Dataset excerpts:
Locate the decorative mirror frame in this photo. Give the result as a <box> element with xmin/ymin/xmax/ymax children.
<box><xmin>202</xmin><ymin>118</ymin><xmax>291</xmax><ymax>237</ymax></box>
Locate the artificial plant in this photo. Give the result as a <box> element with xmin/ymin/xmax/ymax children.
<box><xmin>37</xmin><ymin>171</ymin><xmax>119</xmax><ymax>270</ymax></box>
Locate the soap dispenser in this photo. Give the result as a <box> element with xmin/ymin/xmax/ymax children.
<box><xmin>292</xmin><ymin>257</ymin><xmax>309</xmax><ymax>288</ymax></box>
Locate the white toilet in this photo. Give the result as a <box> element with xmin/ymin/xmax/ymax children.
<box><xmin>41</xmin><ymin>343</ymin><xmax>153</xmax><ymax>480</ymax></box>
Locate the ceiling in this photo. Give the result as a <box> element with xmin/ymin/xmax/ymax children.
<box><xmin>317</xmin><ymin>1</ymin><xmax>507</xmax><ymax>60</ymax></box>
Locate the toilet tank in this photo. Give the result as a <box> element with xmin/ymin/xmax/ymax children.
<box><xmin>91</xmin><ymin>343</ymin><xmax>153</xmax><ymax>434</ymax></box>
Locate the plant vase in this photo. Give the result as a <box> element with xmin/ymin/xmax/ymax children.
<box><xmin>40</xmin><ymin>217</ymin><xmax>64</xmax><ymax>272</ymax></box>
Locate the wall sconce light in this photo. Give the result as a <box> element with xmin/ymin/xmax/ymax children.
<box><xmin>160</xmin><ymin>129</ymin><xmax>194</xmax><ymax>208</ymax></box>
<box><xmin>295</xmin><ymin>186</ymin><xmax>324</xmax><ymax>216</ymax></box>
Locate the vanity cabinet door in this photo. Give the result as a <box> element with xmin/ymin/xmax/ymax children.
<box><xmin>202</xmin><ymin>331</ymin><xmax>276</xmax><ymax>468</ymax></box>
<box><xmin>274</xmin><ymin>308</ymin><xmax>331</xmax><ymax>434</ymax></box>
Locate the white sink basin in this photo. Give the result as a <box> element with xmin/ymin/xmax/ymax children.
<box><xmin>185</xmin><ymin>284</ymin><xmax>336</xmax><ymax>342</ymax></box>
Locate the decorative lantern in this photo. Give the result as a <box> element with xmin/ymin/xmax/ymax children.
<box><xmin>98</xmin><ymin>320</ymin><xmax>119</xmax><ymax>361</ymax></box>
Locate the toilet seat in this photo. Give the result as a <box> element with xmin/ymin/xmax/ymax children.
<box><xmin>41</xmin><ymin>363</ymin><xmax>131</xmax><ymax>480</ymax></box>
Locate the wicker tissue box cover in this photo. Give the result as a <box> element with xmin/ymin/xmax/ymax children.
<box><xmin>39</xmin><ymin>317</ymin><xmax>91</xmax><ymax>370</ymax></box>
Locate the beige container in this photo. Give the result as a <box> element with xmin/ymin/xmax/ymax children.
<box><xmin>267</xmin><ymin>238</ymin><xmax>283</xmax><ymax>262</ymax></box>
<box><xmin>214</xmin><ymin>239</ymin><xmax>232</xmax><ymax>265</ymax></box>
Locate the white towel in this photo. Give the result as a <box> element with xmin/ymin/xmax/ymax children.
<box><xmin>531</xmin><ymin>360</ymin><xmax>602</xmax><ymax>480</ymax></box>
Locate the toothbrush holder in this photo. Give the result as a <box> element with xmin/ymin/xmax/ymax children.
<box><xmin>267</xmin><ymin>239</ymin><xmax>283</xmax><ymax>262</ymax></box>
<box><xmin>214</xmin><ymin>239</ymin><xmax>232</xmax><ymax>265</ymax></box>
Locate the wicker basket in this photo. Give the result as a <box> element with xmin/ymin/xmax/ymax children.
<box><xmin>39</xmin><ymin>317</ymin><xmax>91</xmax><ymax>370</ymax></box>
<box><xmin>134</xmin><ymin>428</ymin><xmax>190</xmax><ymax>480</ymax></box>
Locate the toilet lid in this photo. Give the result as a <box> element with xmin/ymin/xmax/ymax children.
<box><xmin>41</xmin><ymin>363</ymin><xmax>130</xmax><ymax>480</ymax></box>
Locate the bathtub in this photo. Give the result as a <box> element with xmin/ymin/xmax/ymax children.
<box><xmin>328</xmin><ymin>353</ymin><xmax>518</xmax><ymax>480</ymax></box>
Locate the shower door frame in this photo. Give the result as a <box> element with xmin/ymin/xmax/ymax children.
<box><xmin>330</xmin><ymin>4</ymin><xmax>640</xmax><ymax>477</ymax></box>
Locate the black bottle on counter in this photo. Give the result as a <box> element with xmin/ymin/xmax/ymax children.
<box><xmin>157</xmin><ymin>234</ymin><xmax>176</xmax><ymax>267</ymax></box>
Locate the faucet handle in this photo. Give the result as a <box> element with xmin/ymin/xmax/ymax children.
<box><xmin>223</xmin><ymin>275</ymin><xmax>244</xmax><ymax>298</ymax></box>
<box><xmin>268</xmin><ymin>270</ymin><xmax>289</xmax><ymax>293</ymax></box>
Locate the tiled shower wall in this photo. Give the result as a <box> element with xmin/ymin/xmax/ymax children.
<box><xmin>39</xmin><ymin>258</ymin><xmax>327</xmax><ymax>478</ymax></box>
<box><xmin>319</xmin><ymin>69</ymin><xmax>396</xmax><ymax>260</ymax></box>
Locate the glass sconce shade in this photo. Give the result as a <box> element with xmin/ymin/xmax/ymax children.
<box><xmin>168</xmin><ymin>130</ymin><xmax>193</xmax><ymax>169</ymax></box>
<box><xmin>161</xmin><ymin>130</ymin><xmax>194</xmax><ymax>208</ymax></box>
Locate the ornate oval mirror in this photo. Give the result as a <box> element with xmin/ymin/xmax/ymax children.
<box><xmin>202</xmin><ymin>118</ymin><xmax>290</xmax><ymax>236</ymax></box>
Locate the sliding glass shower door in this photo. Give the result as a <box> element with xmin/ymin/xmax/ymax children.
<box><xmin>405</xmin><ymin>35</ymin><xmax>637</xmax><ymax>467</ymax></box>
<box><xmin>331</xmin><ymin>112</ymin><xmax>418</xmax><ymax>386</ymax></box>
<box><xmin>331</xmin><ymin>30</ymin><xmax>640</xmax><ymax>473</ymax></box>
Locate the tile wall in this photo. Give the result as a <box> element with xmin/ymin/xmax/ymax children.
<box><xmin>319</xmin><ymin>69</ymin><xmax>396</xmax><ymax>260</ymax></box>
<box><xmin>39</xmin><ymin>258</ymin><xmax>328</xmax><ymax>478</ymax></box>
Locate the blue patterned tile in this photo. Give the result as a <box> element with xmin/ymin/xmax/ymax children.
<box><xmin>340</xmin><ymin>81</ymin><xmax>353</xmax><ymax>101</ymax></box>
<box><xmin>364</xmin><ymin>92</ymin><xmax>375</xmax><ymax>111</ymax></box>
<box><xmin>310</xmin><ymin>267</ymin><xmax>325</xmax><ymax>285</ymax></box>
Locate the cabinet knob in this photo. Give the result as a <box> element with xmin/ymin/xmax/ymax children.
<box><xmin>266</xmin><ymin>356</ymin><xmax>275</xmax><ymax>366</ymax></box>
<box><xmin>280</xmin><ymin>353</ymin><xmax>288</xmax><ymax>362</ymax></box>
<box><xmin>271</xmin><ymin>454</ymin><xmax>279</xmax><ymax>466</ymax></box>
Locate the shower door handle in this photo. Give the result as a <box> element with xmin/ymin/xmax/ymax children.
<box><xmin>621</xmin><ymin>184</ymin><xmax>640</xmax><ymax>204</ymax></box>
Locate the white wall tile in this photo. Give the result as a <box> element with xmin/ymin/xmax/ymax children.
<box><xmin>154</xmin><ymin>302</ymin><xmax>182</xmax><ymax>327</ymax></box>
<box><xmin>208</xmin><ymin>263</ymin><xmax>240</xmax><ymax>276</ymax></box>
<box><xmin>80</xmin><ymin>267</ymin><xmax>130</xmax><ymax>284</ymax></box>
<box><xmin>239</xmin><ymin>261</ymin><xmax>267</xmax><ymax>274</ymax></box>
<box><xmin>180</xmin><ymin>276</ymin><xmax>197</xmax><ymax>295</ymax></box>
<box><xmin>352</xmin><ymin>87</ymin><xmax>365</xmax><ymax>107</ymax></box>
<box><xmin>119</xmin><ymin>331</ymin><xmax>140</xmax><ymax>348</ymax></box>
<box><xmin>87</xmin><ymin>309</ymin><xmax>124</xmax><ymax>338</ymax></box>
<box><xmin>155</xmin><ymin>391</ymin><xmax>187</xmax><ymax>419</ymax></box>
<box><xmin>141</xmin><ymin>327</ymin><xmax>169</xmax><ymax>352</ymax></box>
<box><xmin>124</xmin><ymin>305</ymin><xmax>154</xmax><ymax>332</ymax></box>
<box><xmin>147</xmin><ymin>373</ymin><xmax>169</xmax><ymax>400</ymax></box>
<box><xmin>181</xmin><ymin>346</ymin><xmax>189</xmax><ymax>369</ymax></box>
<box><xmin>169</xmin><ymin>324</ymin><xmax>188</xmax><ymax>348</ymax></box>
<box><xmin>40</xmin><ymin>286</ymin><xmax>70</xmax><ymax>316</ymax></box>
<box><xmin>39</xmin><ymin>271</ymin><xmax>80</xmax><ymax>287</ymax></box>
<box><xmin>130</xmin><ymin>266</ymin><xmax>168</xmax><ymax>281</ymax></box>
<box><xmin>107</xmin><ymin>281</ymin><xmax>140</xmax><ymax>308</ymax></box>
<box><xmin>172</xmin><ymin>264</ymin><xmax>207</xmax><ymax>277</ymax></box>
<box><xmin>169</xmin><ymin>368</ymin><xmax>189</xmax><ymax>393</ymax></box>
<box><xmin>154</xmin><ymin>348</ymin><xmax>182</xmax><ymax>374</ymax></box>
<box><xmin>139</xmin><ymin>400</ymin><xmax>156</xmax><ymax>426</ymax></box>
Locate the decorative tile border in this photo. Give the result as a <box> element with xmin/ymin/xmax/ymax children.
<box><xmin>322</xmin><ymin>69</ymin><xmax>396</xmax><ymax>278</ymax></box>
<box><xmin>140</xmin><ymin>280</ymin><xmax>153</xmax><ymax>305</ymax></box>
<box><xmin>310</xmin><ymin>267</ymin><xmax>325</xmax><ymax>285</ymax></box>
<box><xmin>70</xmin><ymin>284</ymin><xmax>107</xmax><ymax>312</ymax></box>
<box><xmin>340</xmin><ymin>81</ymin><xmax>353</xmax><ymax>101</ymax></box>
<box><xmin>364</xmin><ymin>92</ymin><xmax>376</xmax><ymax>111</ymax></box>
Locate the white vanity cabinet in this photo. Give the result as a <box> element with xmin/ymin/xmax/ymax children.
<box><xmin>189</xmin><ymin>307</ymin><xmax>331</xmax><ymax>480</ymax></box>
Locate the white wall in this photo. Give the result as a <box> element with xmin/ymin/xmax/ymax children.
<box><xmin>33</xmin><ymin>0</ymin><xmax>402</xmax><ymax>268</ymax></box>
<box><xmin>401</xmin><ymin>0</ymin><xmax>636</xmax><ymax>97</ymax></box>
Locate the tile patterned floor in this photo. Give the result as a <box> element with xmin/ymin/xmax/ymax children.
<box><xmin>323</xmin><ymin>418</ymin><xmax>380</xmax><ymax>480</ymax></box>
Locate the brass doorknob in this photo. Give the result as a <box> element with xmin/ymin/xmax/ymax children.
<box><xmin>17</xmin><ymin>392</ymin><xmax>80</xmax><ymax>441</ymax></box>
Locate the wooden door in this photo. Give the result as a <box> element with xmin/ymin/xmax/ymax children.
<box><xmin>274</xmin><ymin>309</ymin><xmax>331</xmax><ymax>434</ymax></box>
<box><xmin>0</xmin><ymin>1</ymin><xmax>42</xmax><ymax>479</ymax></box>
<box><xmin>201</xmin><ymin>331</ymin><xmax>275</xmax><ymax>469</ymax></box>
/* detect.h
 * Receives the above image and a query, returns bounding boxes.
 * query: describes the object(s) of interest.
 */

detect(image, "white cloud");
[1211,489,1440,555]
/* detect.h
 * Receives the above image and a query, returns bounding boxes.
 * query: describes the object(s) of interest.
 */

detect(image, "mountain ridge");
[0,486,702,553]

WHAT YOU ARE ASKED TO DO
Copy out exactly the lines from the one containing "Locate the brass" through the last line above, keeping both end lines.

PROBLEM SOLUTION
Locate the brass doorknob in this photo. Give the result as a <box> element with xmin/ymin/xmax/ymax children.
<box><xmin>17</xmin><ymin>392</ymin><xmax>80</xmax><ymax>441</ymax></box>
Locate the wooden door in this photo. Give the result as a <box> element with xmin/ymin/xmax/ymax children.
<box><xmin>274</xmin><ymin>309</ymin><xmax>331</xmax><ymax>434</ymax></box>
<box><xmin>0</xmin><ymin>1</ymin><xmax>42</xmax><ymax>479</ymax></box>
<box><xmin>201</xmin><ymin>331</ymin><xmax>275</xmax><ymax>469</ymax></box>
/* detect.h
 * Receives the above image and a query, returns bounding boxes.
 * query: describes the object(s) of interest.
 */

detect(image, "white cloud");
[1211,489,1440,555]
/* detect.h
 * Receives the above image and a query, returns bounding boxes.
 * query: describes the object(s) of interest.
 */

detect(image, "mountain ridge");
[0,486,702,553]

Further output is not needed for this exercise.